* _QUOTED TEXT_
** START **

To confuse face with Western "honour" is to make a grievous error. Chinese girls used
to die for face, if their bodies had been accidentally exposed to a man, as some
Western women were once willing to drown themselves for having an illegitimate
child. And yet in the West, the man who is slapped on the cheek and does not offer a
challenge for a duel is losing "honour9* but not losing face. On the other hand, the
ugly son of a taofai, who goes to a sing-song girl's house, is insulted and returns with
a company of police to order the arrest of the sing-song girl and the closing of the
house, is getting "face," but we would hardly say he is guarding his "honour."
Battles have been lost and empires have been sacrificed "because the generals were
bargaining for some honorific titles or some inoffensive way of accepting defeat
rather than proceeding according to military tactics. Hot controversies have raged and
protracted legal battles have been fought, in which the wise arbiter knows that all the
time nothing really prevents the parties from coming together except a nice way of
getting out of it, or probably the proper wording of an apology. A general split a
political party and changed the whole course of a revolution because he was publicly
insulted by a fellow-worker. Men and women are willing to drudge all the summer in
order to keep going a funeral celebration appropriate to the standing or face of the
family, and old families on the decline are willing to go bankrupt and live in debt for
life for the same reason.

** END **

* _AIM_
Please carry the passage about face and honor forward from its last sentence. You won't need the material that comes next.

* _DATA SECTION_

** START **

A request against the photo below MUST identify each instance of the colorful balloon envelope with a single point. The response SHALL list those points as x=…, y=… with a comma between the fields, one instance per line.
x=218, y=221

** END **

* _EXPECTED ANSWER_
Not to give a man face is the utmost height of rudeness and is like throwing down a gauntlet to him in the West. Many officials attend between three and four dinners in a
night and injure all their chances of a normal digestive system rather than make one of
their intended hosts lose face. Many defeated generals who ought to be beheaded or
rot in prison are sent on tours of "industrial" or "educational inspection" to Europe as
a price for their surrender, which saves their face and which explains the periodic
recrudescence of civil wars in China. A whole government ministry was abolished
four or five years ago in order to avoid the word "dismissal" and save the face of the
minister who ought to have been told in plain terms to get out and perhaps get a jail
sentence besides. (A dismissal would make the minister lose face, because there was
no change of cabinet at the time.) Human, all too human, this face of ours. And yet, it
is the goad of ambition and can overcome the Chinese love of money. It has caused a
schoolteacher infinite misery because the foreign principal insisted on increasing his
salary from eighteen dollars to nineteen dollars. He would rather take eighteen dollars
or twenty or die than be called a nineteen-dollar man. A father- in-law, by refusing to
ask his unworthy son- in-law to stay for supper and thus making him lose face, is
probably only wanting to make a man out of him, and very possibly that solitary walk
on his way back home may be the beginning of his making good.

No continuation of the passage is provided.